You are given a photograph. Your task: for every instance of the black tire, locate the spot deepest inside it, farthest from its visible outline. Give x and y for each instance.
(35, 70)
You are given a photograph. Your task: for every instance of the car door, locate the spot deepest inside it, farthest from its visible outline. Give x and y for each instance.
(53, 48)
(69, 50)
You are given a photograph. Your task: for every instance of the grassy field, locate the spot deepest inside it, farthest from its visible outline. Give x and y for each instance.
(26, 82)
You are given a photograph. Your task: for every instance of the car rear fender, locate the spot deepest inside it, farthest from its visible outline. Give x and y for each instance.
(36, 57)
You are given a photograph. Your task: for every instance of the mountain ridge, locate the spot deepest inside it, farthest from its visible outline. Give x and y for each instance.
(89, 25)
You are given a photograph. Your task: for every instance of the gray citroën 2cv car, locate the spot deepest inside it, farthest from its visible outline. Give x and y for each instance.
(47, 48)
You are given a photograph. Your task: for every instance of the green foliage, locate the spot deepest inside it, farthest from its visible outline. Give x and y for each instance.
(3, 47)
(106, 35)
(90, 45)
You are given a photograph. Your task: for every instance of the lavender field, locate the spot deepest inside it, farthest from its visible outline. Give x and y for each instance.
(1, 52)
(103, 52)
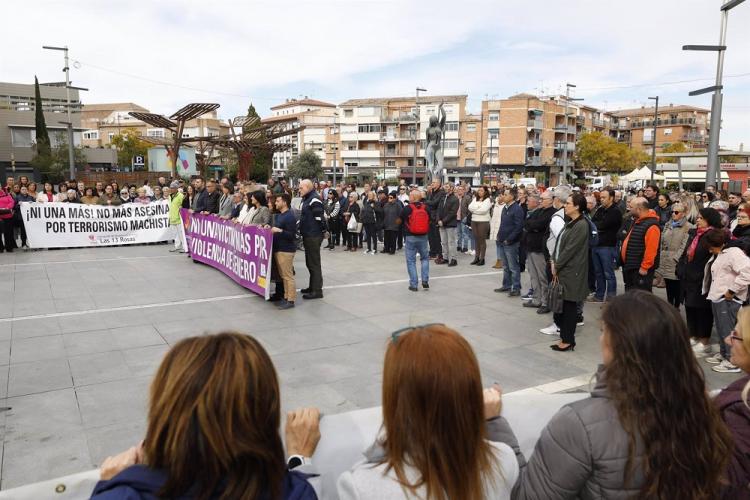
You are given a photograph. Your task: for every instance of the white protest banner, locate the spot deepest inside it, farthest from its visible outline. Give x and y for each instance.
(55, 225)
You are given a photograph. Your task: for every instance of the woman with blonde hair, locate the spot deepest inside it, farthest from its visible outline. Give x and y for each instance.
(433, 444)
(213, 429)
(735, 409)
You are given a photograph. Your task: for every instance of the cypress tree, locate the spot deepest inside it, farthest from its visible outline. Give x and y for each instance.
(42, 137)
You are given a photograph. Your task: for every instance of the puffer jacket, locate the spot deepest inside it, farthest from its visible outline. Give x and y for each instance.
(673, 241)
(581, 453)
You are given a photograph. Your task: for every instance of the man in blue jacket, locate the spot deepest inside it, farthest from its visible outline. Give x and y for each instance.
(508, 240)
(312, 226)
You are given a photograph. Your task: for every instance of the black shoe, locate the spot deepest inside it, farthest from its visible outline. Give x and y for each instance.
(555, 347)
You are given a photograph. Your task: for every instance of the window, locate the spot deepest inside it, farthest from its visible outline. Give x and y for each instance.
(369, 128)
(22, 138)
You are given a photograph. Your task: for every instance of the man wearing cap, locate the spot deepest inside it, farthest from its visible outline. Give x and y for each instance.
(175, 197)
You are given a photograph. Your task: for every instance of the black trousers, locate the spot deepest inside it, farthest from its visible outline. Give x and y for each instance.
(566, 321)
(634, 281)
(390, 241)
(312, 261)
(7, 241)
(674, 292)
(700, 321)
(433, 236)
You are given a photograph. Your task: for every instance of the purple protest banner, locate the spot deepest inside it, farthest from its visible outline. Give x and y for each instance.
(241, 252)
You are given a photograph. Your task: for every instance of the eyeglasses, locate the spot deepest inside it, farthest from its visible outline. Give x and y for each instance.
(403, 331)
(733, 336)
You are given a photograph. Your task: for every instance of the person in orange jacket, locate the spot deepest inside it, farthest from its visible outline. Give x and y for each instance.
(640, 250)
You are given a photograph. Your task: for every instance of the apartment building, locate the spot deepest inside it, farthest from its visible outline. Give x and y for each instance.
(674, 123)
(320, 133)
(102, 122)
(381, 136)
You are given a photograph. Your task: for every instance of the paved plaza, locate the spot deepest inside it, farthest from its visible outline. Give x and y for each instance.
(82, 331)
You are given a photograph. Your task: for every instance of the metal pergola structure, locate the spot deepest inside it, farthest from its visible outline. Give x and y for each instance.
(176, 125)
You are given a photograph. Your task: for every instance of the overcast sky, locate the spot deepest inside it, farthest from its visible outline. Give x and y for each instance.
(164, 54)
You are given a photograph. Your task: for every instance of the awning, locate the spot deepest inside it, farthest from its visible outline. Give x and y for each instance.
(690, 176)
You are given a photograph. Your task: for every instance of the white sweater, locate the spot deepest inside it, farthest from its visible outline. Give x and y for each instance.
(480, 210)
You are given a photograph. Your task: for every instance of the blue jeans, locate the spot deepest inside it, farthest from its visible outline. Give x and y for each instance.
(413, 245)
(511, 266)
(465, 236)
(604, 269)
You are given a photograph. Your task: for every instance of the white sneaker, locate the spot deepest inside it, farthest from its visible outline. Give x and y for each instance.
(550, 330)
(700, 349)
(715, 359)
(726, 367)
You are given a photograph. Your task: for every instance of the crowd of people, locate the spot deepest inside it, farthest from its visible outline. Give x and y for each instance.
(648, 430)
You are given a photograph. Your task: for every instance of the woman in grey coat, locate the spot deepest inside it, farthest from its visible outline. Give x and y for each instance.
(649, 429)
(673, 242)
(570, 266)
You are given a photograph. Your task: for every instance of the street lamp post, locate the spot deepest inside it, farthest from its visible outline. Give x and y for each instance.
(713, 170)
(69, 123)
(416, 135)
(653, 149)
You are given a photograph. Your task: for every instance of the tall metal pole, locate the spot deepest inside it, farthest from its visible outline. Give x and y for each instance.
(653, 149)
(713, 171)
(71, 145)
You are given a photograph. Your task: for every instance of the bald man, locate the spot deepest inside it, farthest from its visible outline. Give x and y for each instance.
(640, 250)
(312, 226)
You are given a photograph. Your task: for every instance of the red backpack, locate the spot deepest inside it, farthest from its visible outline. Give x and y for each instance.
(419, 220)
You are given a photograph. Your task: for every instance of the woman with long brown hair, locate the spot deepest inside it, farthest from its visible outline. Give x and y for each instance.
(649, 429)
(213, 429)
(433, 443)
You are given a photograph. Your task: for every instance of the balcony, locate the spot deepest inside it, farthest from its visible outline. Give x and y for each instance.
(535, 124)
(534, 161)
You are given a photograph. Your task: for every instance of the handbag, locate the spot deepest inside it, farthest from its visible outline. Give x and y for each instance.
(555, 296)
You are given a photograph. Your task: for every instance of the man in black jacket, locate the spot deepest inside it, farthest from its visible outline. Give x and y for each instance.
(212, 199)
(447, 224)
(608, 220)
(312, 226)
(535, 236)
(434, 196)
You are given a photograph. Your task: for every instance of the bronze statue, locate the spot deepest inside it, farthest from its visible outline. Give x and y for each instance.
(433, 149)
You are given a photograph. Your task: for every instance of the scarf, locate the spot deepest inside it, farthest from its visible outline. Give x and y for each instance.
(694, 243)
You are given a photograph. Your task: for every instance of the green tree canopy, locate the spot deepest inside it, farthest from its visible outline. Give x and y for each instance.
(129, 144)
(307, 165)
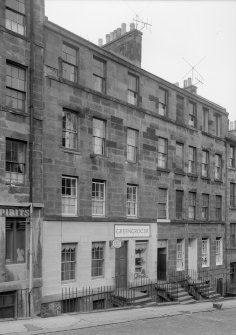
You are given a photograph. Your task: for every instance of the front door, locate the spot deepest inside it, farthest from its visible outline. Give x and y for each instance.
(161, 263)
(121, 265)
(192, 257)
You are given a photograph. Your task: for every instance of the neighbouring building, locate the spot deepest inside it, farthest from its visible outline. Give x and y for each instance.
(21, 107)
(125, 173)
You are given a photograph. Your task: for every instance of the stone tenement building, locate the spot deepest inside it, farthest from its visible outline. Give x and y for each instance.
(115, 155)
(21, 106)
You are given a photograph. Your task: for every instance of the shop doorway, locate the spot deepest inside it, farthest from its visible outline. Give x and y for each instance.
(161, 263)
(121, 265)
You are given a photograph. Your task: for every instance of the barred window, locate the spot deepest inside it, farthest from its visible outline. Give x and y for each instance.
(69, 196)
(15, 161)
(69, 63)
(68, 261)
(15, 240)
(162, 153)
(69, 130)
(132, 200)
(98, 259)
(162, 212)
(15, 18)
(98, 198)
(132, 145)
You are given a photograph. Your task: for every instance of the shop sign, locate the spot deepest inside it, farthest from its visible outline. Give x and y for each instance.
(129, 231)
(116, 244)
(14, 212)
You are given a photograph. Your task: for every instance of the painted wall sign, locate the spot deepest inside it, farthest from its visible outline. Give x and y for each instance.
(116, 244)
(14, 212)
(128, 231)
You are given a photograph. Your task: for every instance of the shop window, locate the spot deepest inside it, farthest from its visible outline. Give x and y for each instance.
(98, 198)
(7, 304)
(68, 261)
(15, 240)
(98, 136)
(69, 130)
(132, 145)
(69, 63)
(162, 153)
(180, 255)
(15, 16)
(205, 206)
(140, 258)
(99, 80)
(219, 251)
(162, 108)
(132, 200)
(15, 162)
(205, 252)
(15, 87)
(205, 163)
(98, 259)
(132, 93)
(192, 160)
(162, 210)
(69, 196)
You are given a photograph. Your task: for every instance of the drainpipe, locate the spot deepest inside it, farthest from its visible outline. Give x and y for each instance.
====
▶ **EXERCISE GOAL**
All lines from the one that contains "of the barred" through the end of the material are to be quoted exactly, with both ends included.

▶ **SOLUTION BELOW**
You are given a photograph. Your task: for every instance of the barred window, locate the spot deepest inside it, farthest from its visible outline. Give x and y for each instance.
(69, 196)
(15, 161)
(69, 63)
(68, 261)
(15, 240)
(162, 153)
(69, 130)
(132, 200)
(98, 259)
(162, 212)
(15, 18)
(98, 198)
(132, 145)
You are given a photograph. Your task: for every instance of the shop sign, locate the spot deepest inside it, farthest from its visible outline. Give x and y for each instance.
(129, 231)
(116, 244)
(14, 212)
You are given a photograph. Your task: for every instance of the painted wall sign, locate the spot deepest inside it, farthest from its visible outline. Give x and y for each instance.
(116, 244)
(14, 212)
(128, 231)
You are given a photograph. Your task: for every instance of the shop window, locate the spot deepest inside it, farthest from its visible outline. Give x and y for each instance.
(98, 198)
(7, 304)
(68, 261)
(15, 240)
(98, 136)
(69, 130)
(132, 145)
(69, 63)
(162, 153)
(180, 255)
(15, 16)
(205, 206)
(140, 258)
(99, 80)
(219, 251)
(162, 108)
(132, 200)
(15, 162)
(205, 252)
(15, 87)
(205, 163)
(98, 259)
(132, 93)
(192, 160)
(162, 210)
(69, 196)
You are given a photograph. Your task: for every instance of the drainpipe, locate the spot deepest inside it, farthest from its visible outline. Give x and y for each instance.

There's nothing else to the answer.